■ Document segment:

Roadmap
=======

The v1 core ships both engines, scope + budget search, BLOSUM62 / PAM50 / custom matrices
(Gram-distance penalty) with linear gaps, top / all hits, on-demand alignment, parallel batch and
batch-of-batches, auto-selecting pairwise search, and **control-set E-values** for significance (see
:doc:`evalue`). Planned next:

1. **Alignment polish** — affine gaps (gap open vs extend), CIGAR-style output, batch alignment.
2. **Position-specific scoring matrices** — ``penalty(pos, a, b)``; consume per-position PWMs.
3. **Significance, continued.** Control-set E-values ship (``load_control`` + ``evalues``); a
   *tf-idf redundancy weighting* — down-weighting hits to common / clustered motifs intrinsically,
   without an external control set — is still under consideration.
4. **Memory** — succinct (LOUDS) trie / packed reference strings if reference counts reach the
   10M+ range; memory-mapped frozen index for zero-copy load.
5. **Batch-of-batches & distribution** — streaming query batches and optional process-level fan-out.

Downstream consumers (built in *other* libraries, not here): UMI collapsing, CDR3 nucleotide error
correction, VDJdb CDR3 matching, IEDB epitope matching. seqtree stays payload-agnostic; those
libraries apply V-gene / MHC / count filters on top of ``ref_id`` results.

■ Excerpted records:
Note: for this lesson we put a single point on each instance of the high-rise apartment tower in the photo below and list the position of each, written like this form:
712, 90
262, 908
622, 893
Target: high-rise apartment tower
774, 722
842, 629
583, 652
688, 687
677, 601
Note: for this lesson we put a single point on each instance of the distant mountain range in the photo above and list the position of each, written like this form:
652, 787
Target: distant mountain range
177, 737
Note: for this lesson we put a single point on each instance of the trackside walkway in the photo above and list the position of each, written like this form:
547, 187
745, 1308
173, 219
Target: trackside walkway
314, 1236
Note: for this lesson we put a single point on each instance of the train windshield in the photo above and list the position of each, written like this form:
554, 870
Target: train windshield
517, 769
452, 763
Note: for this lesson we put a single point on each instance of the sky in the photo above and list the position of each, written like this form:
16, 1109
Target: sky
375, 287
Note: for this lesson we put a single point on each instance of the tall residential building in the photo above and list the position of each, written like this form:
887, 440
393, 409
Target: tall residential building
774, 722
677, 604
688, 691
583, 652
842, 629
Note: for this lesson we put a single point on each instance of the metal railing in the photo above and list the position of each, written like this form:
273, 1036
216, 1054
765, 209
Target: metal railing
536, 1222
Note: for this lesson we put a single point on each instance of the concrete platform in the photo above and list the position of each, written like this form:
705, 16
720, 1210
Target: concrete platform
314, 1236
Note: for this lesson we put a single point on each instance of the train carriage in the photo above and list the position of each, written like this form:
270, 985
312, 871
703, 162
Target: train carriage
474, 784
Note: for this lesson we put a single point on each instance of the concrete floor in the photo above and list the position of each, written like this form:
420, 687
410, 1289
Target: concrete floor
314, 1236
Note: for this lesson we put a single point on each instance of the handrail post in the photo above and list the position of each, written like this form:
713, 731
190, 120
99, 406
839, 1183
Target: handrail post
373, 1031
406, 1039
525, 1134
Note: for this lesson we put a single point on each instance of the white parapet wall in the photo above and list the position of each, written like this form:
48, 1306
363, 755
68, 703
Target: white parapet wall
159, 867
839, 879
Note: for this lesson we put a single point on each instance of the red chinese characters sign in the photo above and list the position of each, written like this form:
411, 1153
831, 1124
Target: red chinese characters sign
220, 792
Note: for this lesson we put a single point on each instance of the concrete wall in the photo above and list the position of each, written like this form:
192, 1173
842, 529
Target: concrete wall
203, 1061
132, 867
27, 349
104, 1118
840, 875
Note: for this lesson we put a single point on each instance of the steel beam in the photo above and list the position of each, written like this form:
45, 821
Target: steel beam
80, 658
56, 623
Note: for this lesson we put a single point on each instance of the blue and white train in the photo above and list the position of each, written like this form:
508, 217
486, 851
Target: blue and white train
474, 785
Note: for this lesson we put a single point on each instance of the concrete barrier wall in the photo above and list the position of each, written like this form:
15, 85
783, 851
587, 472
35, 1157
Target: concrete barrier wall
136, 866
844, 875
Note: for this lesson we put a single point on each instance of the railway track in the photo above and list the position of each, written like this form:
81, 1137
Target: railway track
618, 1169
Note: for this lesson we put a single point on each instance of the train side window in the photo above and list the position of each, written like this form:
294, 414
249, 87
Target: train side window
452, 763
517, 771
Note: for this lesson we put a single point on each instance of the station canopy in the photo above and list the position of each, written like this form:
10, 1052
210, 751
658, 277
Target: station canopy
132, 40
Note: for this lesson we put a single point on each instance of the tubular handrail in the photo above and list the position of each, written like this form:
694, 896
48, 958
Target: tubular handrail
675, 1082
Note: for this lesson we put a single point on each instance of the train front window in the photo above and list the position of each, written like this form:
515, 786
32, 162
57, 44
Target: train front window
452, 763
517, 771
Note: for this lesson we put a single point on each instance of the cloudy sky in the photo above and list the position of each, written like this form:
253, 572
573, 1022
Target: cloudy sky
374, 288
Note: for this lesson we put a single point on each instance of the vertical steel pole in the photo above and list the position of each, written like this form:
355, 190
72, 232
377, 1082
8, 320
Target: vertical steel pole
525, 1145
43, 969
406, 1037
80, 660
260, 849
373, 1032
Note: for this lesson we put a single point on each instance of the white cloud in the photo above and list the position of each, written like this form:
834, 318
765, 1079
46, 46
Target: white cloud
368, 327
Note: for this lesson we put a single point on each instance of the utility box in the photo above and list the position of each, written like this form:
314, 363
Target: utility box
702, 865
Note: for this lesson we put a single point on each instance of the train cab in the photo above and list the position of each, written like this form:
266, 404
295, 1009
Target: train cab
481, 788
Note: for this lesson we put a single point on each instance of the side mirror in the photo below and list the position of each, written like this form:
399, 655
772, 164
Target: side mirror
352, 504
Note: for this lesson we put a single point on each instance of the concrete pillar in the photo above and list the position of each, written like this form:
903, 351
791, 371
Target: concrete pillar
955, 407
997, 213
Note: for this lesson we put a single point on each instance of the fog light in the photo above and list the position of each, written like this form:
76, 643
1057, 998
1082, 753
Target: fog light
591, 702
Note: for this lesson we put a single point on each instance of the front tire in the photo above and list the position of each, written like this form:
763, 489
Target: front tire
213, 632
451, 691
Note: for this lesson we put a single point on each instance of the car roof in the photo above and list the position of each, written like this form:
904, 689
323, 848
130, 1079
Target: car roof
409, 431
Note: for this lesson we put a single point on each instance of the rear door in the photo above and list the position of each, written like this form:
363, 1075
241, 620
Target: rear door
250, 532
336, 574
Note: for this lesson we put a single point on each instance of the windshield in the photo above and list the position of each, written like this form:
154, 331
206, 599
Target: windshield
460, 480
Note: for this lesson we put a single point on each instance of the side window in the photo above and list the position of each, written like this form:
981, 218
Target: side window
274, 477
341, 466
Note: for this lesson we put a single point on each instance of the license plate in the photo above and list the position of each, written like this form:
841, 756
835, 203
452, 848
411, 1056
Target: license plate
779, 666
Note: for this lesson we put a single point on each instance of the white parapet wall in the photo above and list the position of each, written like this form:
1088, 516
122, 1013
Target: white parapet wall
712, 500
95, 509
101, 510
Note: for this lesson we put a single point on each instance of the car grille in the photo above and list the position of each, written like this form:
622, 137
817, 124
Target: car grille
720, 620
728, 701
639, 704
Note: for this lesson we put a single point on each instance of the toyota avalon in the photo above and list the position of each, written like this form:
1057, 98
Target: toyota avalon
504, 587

■ Task 1: Write out, word for word, the passage of the seqtree roadmap that opens with the words containing "2. **Position-specific scoring" and closes with "still under consideration.".
■ Task 2: Continue the seqtree roadmap from its final sentence.

■ Task result 1:
2. **Position-specific scoring matrices** — ``penalty(pos, a, b)``; consume per-position PWMs.
3. **Significance, continued.** Control-set E-values ship (``load_control`` + ``evalues``); a
   *tf-idf redundancy weighting* — down-weighting hits to common / clustered motifs intrinsically,
   without an external control set — is still under consideration.

■ Task result 2:
Benchmark findings
------------------

The simple max-edit-3 benchmark (``bench/bench_gnuplot.py``) makes the cost structure clear:
throughput is dominated by **scope**, not reference-set size. ``seqtm`` substitution-only search
stays cheap; allowing insertions/deletions widens the branch-and-bound frontier sharply, and the
``seqtrie`` banded DP pays a larger constant per candidate. Crucially, enumeration cost depends on
**reference-set redundancy**: a low-redundancy (uniform-random) set has a bushy trie with no shared
prefixes, so indel-heavy scopes blow up; real, clustered repertoires share structure and the trie
collapses, keeping the same scope tractable. This shapes the per-domain direction below.

Per-domain search strategy (open questions)
-------------------------------------------

The three target domains have very different null structure and need different indexing:

- **CDR3 (amino acid).** Index from the **3' / J-proximal end** rather than the 5' end: the J segment
  is longer and more conserved than the V-side N-region, so suffix-anchored tries share more prefix
  structure and prune faster. Reverse the sequence before insertion (and the query before search).
  See also https://arxiv.org/abs/2604.26190 for an alternative formulation.
- **UMIs / nucleotide.** Largely a birthday-problem + Hamming-tree regime: short fixed-length tags,
  substitution-dominated errors, no indels in the common case. A plain Hamming trie with a small
  ``max_subs`` budget is sufficient; the interesting part is collision probability, not search.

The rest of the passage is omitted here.